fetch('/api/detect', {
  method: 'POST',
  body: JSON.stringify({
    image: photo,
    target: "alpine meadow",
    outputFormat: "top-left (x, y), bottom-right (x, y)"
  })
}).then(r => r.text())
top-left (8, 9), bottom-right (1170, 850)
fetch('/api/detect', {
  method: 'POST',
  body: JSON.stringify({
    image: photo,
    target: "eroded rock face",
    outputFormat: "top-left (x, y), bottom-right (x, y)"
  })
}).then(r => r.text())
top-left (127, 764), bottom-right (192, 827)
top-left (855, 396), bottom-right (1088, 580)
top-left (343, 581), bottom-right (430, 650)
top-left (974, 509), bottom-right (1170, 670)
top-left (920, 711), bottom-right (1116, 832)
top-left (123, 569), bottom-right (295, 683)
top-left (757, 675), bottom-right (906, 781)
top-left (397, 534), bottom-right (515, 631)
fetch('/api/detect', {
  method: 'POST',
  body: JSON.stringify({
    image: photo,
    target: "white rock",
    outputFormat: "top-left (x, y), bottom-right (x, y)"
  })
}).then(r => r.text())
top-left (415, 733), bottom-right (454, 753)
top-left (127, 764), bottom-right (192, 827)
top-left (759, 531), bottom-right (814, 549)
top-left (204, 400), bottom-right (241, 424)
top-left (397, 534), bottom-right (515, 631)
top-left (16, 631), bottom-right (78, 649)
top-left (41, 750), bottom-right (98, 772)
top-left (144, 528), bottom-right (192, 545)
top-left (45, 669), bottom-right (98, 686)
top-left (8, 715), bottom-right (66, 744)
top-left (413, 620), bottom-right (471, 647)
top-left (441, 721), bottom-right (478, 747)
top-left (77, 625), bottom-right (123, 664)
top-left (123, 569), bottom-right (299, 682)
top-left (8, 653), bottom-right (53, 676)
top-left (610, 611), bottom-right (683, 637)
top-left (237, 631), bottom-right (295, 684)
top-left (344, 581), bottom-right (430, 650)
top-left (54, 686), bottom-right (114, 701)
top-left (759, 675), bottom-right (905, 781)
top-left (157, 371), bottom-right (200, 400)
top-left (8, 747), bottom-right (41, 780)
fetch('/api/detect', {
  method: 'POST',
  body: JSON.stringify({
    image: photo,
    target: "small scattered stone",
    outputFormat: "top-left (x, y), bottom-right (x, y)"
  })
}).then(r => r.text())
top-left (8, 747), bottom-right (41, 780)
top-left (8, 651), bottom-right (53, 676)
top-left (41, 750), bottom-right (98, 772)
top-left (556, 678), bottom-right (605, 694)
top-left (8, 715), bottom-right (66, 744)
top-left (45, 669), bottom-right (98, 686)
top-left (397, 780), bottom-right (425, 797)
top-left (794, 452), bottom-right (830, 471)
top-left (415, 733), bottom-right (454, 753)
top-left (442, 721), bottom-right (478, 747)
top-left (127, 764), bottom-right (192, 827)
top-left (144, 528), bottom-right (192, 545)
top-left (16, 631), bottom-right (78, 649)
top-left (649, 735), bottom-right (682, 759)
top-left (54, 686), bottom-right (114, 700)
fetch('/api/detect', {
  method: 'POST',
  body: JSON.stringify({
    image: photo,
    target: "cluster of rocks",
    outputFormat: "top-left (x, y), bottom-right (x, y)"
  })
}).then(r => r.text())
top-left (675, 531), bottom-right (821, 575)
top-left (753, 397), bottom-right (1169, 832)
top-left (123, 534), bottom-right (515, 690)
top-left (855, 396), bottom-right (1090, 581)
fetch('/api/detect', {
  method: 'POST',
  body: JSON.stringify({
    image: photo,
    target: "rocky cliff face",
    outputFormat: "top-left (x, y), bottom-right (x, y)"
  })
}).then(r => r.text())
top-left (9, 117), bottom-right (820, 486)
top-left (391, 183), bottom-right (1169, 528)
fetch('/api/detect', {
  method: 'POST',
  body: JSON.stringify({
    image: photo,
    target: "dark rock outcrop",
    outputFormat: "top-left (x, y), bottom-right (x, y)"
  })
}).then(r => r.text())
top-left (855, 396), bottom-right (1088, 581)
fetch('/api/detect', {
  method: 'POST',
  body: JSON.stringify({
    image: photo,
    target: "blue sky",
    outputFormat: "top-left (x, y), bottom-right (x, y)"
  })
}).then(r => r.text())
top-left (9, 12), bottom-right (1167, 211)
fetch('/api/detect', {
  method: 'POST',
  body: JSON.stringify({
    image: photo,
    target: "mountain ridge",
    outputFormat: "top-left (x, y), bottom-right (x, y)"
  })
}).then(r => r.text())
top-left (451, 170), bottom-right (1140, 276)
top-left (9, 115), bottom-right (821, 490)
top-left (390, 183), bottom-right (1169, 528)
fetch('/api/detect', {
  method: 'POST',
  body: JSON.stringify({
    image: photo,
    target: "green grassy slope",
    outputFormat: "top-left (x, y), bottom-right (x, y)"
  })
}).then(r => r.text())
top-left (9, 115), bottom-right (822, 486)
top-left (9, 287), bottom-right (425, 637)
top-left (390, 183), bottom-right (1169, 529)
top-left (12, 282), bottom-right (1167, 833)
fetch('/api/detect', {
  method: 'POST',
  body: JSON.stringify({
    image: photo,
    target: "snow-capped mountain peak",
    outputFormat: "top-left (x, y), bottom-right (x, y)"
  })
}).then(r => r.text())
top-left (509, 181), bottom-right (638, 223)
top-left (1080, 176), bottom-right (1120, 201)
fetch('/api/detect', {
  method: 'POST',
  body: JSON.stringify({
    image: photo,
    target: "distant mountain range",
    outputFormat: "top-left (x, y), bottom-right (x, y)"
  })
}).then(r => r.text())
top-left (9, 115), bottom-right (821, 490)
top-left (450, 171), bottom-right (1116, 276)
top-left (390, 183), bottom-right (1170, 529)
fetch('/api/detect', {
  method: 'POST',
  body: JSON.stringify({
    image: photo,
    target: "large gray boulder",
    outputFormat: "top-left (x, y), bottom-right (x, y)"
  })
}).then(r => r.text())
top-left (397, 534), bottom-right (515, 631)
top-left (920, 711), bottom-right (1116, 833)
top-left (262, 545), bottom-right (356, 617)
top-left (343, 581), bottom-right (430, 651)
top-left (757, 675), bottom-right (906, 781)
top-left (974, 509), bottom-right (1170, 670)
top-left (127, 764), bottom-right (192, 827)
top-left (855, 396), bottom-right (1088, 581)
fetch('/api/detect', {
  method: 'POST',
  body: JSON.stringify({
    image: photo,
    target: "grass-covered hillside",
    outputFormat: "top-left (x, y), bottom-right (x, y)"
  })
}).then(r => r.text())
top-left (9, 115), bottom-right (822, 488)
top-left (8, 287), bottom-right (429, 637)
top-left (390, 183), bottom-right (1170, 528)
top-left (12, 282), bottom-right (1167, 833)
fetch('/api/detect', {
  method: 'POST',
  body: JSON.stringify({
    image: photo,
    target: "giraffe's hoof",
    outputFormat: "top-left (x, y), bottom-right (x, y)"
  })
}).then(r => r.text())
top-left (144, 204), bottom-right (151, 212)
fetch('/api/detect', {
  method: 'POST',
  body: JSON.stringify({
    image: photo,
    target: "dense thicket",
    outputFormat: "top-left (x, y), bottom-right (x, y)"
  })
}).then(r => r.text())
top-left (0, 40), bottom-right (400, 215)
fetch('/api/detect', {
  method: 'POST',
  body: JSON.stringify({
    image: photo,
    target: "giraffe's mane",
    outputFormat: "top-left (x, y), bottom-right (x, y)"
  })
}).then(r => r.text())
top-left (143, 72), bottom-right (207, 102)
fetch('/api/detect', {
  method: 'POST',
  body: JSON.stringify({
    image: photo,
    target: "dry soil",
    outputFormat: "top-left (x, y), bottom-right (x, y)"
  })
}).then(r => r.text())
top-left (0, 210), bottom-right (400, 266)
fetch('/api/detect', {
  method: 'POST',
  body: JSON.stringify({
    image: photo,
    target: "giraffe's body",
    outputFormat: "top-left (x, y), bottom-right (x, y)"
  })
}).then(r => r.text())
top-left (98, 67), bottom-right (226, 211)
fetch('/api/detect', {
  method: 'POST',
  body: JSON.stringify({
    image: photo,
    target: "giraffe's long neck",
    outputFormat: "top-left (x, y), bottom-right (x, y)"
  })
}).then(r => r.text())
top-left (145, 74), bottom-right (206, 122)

* [JOB]: Pull out each line above that contains the string "giraffe".

* [SOLUTION BELOW]:
    target: "giraffe's hoof",
    target: "giraffe's mane",
    target: "giraffe's body",
    target: "giraffe's long neck",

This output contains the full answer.